TEXTE SÉLECTIONNÉ ->
· · ·

Publié le Lundi 29 juin 2015 à 07h37.

Berrien (29) : Une école et une ville en lutte

Entretien. Nichée au cœur des monts d’Arrée (centre Bretagne), Berrien est une petite ville de 974 habitantEs au cœur de la bataille contre les fermetures de classe. Son maire Paul Quémener a bien voulu répondre à nos questions.

Peux-tu nous décrire les risques de suppression de classe et les conséquences pour Berrien ?

Les parents d’élèves et les éluEs de Berrien sont entrés en résistance fin mars quand l’Éducation nationale nous a envoyé un courriel pour nous prévenir de la suppression du quatrième poste de professeur des écoles sur notre commune. Les conséquences sont importantes et quelquefois insoupçonnées. L’Éducation nationale n’a qu’une approche comptable de la situation, et nous lui avons fait remarquer que 25 élèves par classe ne posent guère de problème à condition qu’il n’y ait qu’un seul niveau... Mais 25 élèves avec trois ou quatre niveaux, comme ce sera le cas chez nous à Berrien, c’est injuste, c’est tout simplement mettre en difficulté, voire en échec scolaire, nos enfants. Comment voulez qu’un professeur avec 25 élèves, et probablement davantage, puisse accorder un peu de temps aux enfants les plus lents, ainsi qu’à ceux d’ailleurs travaillant plus rapidement ? C’est ça être équitable ?

· · ·

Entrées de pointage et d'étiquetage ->
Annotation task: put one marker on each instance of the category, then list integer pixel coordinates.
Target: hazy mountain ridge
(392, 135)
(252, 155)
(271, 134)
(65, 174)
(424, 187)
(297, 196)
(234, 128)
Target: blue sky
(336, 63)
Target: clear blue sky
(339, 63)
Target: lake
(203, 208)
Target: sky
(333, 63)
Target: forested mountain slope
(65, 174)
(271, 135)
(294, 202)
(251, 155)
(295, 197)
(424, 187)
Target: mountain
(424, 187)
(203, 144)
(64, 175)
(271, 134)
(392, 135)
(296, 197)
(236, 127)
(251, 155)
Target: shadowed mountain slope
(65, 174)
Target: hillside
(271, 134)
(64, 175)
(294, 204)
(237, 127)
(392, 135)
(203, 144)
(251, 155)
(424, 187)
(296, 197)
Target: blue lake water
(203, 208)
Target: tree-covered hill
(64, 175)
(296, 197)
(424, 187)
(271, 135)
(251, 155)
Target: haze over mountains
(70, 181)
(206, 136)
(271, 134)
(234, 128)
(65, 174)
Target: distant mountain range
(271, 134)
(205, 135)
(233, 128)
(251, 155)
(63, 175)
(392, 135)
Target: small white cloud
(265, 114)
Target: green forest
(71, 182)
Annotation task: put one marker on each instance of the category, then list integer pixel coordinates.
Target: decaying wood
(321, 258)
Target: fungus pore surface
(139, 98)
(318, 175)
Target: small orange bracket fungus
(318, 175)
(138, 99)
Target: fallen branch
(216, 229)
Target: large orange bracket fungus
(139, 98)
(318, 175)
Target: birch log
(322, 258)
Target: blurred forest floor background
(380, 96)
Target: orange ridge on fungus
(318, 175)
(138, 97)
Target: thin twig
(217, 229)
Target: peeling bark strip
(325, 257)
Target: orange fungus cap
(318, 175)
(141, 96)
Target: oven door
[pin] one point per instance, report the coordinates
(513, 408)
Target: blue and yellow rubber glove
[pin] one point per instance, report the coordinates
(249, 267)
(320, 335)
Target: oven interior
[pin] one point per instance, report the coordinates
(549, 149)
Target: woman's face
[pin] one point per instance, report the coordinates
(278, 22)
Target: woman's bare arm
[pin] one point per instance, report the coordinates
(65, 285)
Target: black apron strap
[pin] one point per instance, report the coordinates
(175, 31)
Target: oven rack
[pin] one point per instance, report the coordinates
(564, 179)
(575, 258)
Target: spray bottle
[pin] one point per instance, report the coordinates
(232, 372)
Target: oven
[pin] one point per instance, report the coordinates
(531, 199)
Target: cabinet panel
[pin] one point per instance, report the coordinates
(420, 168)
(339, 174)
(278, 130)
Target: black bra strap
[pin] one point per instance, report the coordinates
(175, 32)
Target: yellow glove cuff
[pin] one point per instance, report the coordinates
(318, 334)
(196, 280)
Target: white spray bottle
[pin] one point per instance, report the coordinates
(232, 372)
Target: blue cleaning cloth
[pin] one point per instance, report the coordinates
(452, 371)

· · ·

TÂCHE DONNÉE 1 -> Selon l'entretien sur Berrien, quel poste l'Éducation nationale prévoit-elle de supprimer sur la commune ?
TÂCHE DONNÉE 2 -> Recopiez sans modification le passage de l'entretien sur Berrien qui va de « Publié le Lundi » jusqu'à « à nos questions. » inclus.
Les données forment un matériau distinct de l'entretien sur Berrien.

RÉSULTAT ATTENDU 1 -> Le quatrième poste de professeur des écoles.

RÉSULTAT ATTENDU 2 ->
Publié le Lundi 29 juin 2015 à 07h37.

Berrien (29) : Une école et une ville en lutte

Entretien. Nichée au cœur des monts d’Arrée (centre Bretagne), Berrien est une petite ville de 974 habitantEs au cœur de la bataille contre les fermetures de classe. Son maire Paul Quémener a bien voulu répondre à nos questions.